--- Gewünschte Ausgabe ---
Zieh aus den folgenden Einträgen jede Zeile heraus, die die Zeichenfolge „brown“ enthält. Groß- und Kleinschreibung zählt.

Datensätze zur Punktannotation
——————
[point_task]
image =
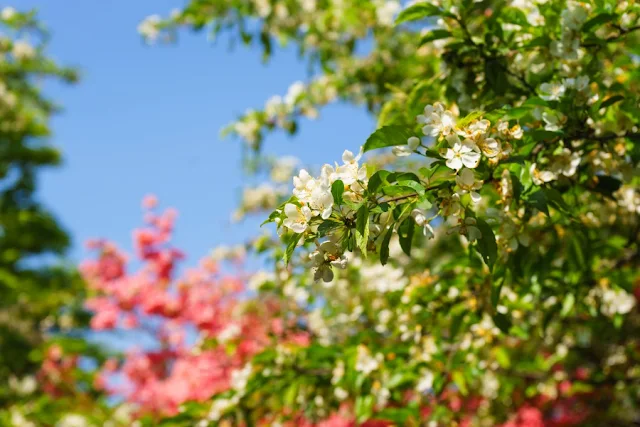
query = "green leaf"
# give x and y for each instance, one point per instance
(394, 190)
(418, 188)
(328, 226)
(364, 408)
(384, 247)
(388, 136)
(405, 232)
(544, 135)
(495, 293)
(610, 101)
(495, 75)
(539, 201)
(399, 416)
(435, 35)
(424, 204)
(291, 246)
(502, 357)
(607, 185)
(460, 382)
(535, 101)
(337, 189)
(503, 322)
(597, 21)
(456, 323)
(362, 229)
(517, 186)
(514, 15)
(486, 245)
(517, 112)
(469, 118)
(567, 305)
(420, 11)
(555, 199)
(377, 179)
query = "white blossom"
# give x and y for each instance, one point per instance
(437, 121)
(566, 163)
(467, 183)
(321, 201)
(574, 16)
(297, 217)
(467, 227)
(616, 301)
(461, 154)
(386, 12)
(365, 362)
(404, 150)
(552, 91)
(540, 177)
(425, 383)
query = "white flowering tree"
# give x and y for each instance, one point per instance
(483, 271)
(478, 267)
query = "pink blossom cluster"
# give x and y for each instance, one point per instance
(172, 308)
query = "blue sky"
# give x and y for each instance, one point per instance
(146, 119)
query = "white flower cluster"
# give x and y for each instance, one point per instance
(555, 91)
(149, 28)
(366, 362)
(314, 194)
(572, 19)
(565, 163)
(612, 301)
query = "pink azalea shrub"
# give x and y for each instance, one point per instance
(201, 320)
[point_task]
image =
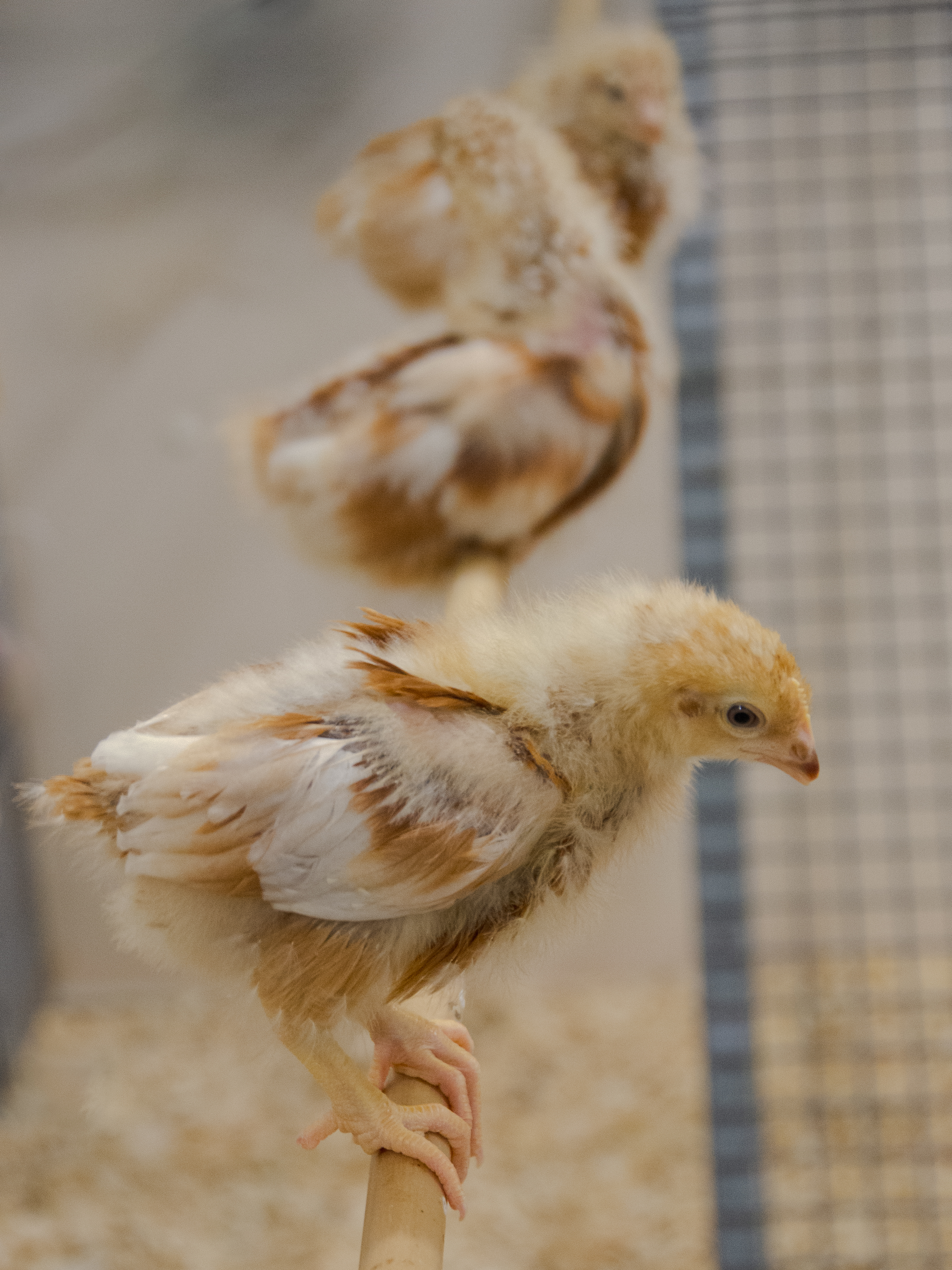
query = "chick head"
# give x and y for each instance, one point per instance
(610, 86)
(727, 687)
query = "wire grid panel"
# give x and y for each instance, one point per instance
(833, 159)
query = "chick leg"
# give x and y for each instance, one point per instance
(361, 1109)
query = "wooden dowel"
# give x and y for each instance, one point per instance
(404, 1222)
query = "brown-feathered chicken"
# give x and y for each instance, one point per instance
(417, 459)
(371, 815)
(616, 98)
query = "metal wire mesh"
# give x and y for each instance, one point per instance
(829, 133)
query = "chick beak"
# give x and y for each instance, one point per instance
(799, 759)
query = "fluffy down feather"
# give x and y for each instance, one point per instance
(614, 95)
(479, 440)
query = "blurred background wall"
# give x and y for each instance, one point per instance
(159, 166)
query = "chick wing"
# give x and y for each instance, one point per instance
(323, 812)
(441, 450)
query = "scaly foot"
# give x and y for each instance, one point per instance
(379, 1124)
(437, 1051)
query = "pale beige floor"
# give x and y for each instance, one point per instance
(163, 1137)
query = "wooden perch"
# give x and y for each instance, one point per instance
(405, 1221)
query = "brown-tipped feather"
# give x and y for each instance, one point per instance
(308, 967)
(527, 752)
(405, 851)
(89, 794)
(391, 681)
(380, 629)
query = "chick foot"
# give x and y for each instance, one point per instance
(379, 1124)
(437, 1051)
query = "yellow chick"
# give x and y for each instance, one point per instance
(371, 815)
(419, 459)
(614, 95)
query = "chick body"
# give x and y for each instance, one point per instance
(479, 440)
(614, 95)
(367, 817)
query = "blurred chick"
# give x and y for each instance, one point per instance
(615, 95)
(426, 458)
(369, 816)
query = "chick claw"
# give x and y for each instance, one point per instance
(380, 1124)
(440, 1052)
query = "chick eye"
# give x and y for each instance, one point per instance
(744, 717)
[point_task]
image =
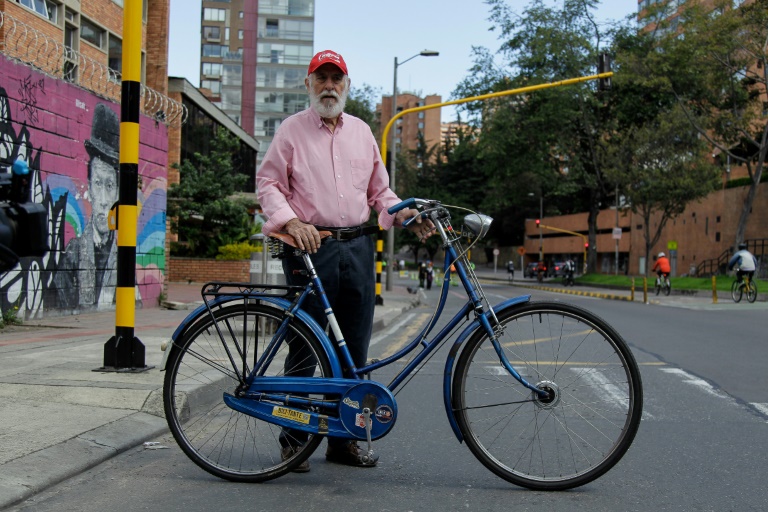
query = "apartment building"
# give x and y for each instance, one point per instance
(254, 58)
(406, 129)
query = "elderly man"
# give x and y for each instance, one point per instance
(323, 171)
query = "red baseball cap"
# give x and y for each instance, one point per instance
(327, 57)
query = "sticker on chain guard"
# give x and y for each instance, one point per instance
(375, 397)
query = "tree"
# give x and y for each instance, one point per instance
(361, 103)
(661, 166)
(202, 207)
(551, 143)
(719, 74)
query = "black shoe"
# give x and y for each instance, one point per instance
(350, 454)
(289, 451)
——————
--- Erledigte Aufgabe ---
query = "brown-feathered chicken"
query = "brown-tipped feather"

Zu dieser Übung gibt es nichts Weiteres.